== Exercise brief ==
Copy every row below word for word, with no changes.

Position identification rows
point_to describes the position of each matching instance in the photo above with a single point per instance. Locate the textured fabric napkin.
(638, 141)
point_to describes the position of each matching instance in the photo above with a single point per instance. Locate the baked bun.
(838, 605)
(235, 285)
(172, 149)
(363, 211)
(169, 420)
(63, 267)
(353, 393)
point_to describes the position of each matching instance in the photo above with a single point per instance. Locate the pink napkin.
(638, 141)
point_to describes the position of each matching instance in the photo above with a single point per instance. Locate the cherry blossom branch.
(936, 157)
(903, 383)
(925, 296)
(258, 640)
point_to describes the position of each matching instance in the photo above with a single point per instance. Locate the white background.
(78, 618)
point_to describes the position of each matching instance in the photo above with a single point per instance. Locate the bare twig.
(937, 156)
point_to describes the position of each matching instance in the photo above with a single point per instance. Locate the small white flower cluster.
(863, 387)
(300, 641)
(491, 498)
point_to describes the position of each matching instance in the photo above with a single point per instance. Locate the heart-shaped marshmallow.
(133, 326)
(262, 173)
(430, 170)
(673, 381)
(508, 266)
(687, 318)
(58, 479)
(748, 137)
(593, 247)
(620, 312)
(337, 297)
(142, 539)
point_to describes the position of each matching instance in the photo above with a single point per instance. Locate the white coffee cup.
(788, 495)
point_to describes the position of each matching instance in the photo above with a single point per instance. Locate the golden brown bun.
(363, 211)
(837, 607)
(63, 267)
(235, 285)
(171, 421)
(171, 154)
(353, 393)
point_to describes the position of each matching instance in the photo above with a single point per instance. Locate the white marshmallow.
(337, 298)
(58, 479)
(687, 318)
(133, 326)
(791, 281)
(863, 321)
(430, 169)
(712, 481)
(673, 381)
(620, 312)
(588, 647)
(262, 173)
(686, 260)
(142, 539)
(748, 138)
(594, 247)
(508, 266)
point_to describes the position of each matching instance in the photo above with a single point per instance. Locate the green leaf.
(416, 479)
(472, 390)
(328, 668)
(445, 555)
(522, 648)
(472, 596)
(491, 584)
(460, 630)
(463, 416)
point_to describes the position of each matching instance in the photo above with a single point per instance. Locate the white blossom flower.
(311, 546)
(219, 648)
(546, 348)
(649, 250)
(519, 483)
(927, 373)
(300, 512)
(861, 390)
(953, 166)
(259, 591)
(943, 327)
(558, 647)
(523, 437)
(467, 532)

== Written answer ==
point_to describes the position of each matching instance in the photo above with a single point per instance. Locate the textured fabric napkin.
(638, 141)
point_to describes the position of each matching instance in the photo above with a single point per instance. Locate the baked bun.
(838, 605)
(235, 285)
(172, 149)
(363, 211)
(169, 420)
(63, 267)
(353, 393)
point_to describes the position of each matching instance in the photo above with a single point per instance. Locate the pink napkin.
(638, 141)
point_to describes the position of each matching instance in the photo above with a single point per instance. Locate the cherry blossom branch.
(936, 157)
(903, 383)
(925, 296)
(258, 640)
point_to describes the position of each matching instance in the photo above with a single point per instance. Locate the white background.
(78, 618)
point_to describes the position of each matching instance in the photo above with a single point per instance. Locate the bare twig.
(937, 156)
point_to describes the position of each matching instance in the photo above with a single point per instance. Locate the small white flower cluster.
(863, 387)
(300, 641)
(491, 498)
point_to describes the position of each matching instance in the photo above with a single point per instance. Locate the heart-shaped marshmallow.
(133, 326)
(262, 173)
(430, 170)
(673, 381)
(508, 266)
(687, 318)
(58, 479)
(748, 137)
(593, 247)
(620, 312)
(337, 297)
(142, 539)
point_to describes the position of each matching instance in the photo above with a single point per instance. Locate the white coffee cup.
(788, 495)
point_to describes the position of each matching instance in the photo above with a single point per instance. Locate the golden brown bun.
(363, 211)
(837, 607)
(63, 267)
(235, 285)
(171, 421)
(171, 154)
(353, 393)
point_to describes the position of each matching instance in the photo above with a single point per instance. Locate the white marshmallow.
(337, 298)
(58, 479)
(687, 318)
(133, 326)
(791, 281)
(863, 321)
(430, 169)
(712, 481)
(673, 381)
(620, 312)
(588, 647)
(262, 173)
(686, 260)
(142, 539)
(748, 138)
(594, 247)
(508, 266)
point_to describes the position of each matching instance in the photo above with a single point per instance. Locate the green leaf.
(416, 479)
(472, 390)
(328, 668)
(445, 555)
(522, 648)
(472, 596)
(491, 584)
(460, 630)
(463, 416)
point_to describes the position of each matching instance in the photo above with a single point per instance. Locate the white blossom flower.
(311, 546)
(219, 648)
(546, 348)
(649, 250)
(519, 483)
(927, 373)
(300, 512)
(861, 390)
(953, 166)
(259, 591)
(943, 327)
(558, 647)
(523, 437)
(467, 532)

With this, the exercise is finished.